What the exercise asks:
In the passage on modifying vegetable seed oils below, condense the paragraph beginning "Soriano Jr. et al" into a short bulleted list that keeps its main facts.

Selected passage:
_ _ _ _

The following description includes information that may be useful in understanding the present invention. It is not an admission that any of the information provided herein is prior art or relevant to the presently claimed invention, or that any publication specifically or implicitly referenced is prior art.
As renewable sources, vegetable seed oils are an attractive and environmentally friendly source of long chain hydrocarbon compounds. As a biological source, however, the compounds represented in such vegetable seed oils, while diverse, may not include species that are suited for a desired purpose. Towards that end a variety of methods have been developed to alter the composition of vegetable seed oils. Ideally, such methods should produce desirable compounds, for example oxygenated species such as aldehydes, in useful quantities and in a scalable fashion, and preferably not involve the addition of compounds that would be retained in the product mixture.
Soriano Jr. et al (Electrochemica Acta 50:1131-1137 (2005)) reported production of oxygenated species in sunflower oil via production of trioxilanes by treatment with ozone and low voltage electrolytic reduction. This process, however, required the addition of soluble metal salt electrolytes and alcohol and carboxylic acid proton donors. Similarly, U.S. Pat. No. 7,497,939 (to Matsumura et al) discloses a method for producing oxygenated species from vegetable oil by first esterifying the vegetable oil by treatment with an alcohol and a strong base, then reacting with ozone and performing an electrochemical reduction at low voltage and in the presence of a soluble metal salt electrolyte and organic acid and/or alcohol proton donors. U.S. Pat. No. 6,768,029 (to Khan et al) teaches a method for producing oxygen containing species from various naturally occurring oils by first dissolving the oil in an alcohol and treating with ozone, then performing a chemical reduction using an added reducing sugar (for example, glucose). All of these approaches, however, require the addition of metal salts, organic acids, and/or alcohols that often need to be removed via additional processing steps prior to use of the modified vegetable oil. Such post-reaction processing is a significant impediment to scale-up and commercialization of such methods. The reliance on ozone, which has a permissible exposure limit of 0.1 μmol/mol under current OSHA regulations can also complicate the implementation of such processes.

_ _ _ _

Given information:
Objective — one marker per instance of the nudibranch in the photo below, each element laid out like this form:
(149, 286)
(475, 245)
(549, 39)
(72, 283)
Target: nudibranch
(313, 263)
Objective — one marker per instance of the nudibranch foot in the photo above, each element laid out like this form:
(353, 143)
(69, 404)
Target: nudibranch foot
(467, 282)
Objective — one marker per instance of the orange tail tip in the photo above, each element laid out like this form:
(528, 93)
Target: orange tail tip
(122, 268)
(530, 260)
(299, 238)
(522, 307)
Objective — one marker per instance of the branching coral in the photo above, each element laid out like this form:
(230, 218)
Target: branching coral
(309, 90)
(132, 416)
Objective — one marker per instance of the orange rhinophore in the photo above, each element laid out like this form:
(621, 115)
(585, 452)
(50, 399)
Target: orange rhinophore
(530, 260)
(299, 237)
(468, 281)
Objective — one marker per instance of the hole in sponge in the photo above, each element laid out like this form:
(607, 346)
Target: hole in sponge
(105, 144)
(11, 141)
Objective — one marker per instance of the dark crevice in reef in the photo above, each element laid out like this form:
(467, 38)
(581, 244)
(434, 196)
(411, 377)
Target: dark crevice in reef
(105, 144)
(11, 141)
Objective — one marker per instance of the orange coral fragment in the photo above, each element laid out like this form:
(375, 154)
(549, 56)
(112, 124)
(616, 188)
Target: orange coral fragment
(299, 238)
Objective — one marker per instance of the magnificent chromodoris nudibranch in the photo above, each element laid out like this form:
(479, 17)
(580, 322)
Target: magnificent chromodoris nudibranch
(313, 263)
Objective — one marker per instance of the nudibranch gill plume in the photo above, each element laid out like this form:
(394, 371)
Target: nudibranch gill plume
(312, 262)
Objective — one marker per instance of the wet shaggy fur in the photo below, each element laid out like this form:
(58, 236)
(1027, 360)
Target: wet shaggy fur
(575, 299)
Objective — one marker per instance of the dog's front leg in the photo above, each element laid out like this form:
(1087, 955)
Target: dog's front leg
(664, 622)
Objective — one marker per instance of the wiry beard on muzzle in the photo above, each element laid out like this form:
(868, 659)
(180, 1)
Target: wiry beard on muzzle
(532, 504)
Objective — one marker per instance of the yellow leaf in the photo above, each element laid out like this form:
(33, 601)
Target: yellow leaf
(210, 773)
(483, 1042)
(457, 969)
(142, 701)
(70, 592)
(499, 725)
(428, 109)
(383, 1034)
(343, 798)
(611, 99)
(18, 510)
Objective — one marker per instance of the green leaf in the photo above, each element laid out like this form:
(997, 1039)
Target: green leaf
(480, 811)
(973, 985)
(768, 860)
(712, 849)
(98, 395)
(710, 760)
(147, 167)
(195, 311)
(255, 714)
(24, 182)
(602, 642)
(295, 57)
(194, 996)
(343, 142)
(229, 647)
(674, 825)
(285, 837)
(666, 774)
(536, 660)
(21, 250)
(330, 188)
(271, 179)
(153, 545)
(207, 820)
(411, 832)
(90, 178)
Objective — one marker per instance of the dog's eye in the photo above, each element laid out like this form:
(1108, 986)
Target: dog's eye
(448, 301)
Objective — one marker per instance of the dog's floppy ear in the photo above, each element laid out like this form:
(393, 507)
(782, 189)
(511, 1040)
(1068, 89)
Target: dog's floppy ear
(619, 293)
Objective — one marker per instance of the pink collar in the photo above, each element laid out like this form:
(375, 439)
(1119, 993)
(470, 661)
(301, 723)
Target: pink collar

_ _ _ _

Task answer:
- Soriano Jr. et al (Electrochemica Acta, 2005) produced oxygenated species in sunflower oil by making trioxilanes with ozone and then applying low-voltage electrolytic reduction. This required added soluble metal salt electrolytes and alcohol and carboxylic acid proton donors.
- U.S. Pat. No. 7,497,939 (Matsumura et al) first esterifies vegetable oil with an alcohol and a strong base. It then reacts the oil with ozone and reduces it electrochemically at low voltage, using a soluble metal salt electrolyte and organic acid and/or alcohol proton donors.
- U.S. Pat. No. 6,768,029 (Khan et al) dissolves naturally occurring oils in an alcohol and treats them with ozone. It then reduces them chemically with an added reducing sugar such as glucose.
- All three methods add metal salts, organic acids, and/or alcohols that often must be removed in extra processing steps. This post-reaction processing is a major obstacle to scale-up and commercialization.
- Their reliance on ozone also complicates implementation, since OSHA sets its permissible exposure limit at 0.1 μmol/mol.